## Task directions
Reproduce verbatim the lines of the records below, starting at the line that contains "Locate the muddy" and ending at the final line of the records, both included.

[Stored dataset records]
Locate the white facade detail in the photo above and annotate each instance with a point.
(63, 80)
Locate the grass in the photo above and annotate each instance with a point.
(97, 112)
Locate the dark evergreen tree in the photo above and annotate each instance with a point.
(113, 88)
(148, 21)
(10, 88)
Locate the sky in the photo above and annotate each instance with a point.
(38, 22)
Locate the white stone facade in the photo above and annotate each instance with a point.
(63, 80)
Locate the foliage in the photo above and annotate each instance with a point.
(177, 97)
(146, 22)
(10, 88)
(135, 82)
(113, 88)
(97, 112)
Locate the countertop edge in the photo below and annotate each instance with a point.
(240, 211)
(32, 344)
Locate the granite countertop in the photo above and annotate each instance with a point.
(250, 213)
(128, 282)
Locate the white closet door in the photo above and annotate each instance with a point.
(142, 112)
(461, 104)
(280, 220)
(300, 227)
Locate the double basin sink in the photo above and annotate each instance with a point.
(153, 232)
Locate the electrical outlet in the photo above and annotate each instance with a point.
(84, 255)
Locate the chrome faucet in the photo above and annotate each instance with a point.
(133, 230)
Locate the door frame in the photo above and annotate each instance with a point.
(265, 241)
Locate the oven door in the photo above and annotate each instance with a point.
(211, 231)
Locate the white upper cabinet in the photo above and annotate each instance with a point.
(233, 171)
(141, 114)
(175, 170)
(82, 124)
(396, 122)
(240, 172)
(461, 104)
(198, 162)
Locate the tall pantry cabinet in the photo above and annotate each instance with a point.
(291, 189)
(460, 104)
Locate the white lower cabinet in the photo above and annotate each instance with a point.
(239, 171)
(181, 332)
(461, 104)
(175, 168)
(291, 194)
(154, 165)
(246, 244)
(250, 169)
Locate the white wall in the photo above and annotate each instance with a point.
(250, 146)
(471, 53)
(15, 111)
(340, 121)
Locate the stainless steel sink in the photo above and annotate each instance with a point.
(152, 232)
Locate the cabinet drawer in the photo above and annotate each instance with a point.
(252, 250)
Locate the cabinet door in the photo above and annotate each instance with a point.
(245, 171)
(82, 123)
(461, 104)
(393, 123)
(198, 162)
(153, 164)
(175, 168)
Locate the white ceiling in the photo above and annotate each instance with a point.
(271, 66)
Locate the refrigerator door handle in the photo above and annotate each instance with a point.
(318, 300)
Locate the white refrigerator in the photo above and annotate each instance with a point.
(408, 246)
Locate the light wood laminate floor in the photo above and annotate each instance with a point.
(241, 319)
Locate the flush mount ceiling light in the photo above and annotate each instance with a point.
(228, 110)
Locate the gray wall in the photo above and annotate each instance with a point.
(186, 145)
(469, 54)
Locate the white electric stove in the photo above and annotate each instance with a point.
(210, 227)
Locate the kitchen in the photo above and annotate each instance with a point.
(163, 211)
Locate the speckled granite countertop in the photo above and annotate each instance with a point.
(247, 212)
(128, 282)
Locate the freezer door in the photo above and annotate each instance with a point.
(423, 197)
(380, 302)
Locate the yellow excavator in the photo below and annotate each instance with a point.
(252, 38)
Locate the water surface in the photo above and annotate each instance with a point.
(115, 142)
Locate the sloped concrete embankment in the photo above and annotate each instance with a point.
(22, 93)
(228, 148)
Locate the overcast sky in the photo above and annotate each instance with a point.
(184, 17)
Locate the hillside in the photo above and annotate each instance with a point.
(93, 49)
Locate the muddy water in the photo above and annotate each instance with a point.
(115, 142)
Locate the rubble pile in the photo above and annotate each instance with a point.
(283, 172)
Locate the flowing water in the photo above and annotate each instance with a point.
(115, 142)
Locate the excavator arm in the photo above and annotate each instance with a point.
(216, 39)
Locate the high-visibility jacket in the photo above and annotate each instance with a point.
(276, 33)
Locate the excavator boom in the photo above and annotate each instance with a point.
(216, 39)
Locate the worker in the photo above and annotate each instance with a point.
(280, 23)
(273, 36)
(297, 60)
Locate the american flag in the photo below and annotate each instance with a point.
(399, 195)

## The output
Locate the muddy water in the photo above and annotate each instance with a point.
(115, 142)
Locate the rubble pile in the photo above and annotate each instance with a point.
(283, 172)
Locate the flowing water in the photo above and annotate each instance with a point.
(115, 142)
Locate the excavator arm in the photo above and annotate each instance with a point.
(216, 39)
Locate the high-visibility jacket in the photo above and annotate each instance with a point.
(276, 33)
Locate the excavator boom in the photo above and annotate each instance with a point.
(216, 39)
Locate the worker in the photo above and annotate each instance with a point.
(280, 23)
(273, 36)
(297, 60)
Locate the american flag in the photo below and annotate each instance with a point.
(399, 195)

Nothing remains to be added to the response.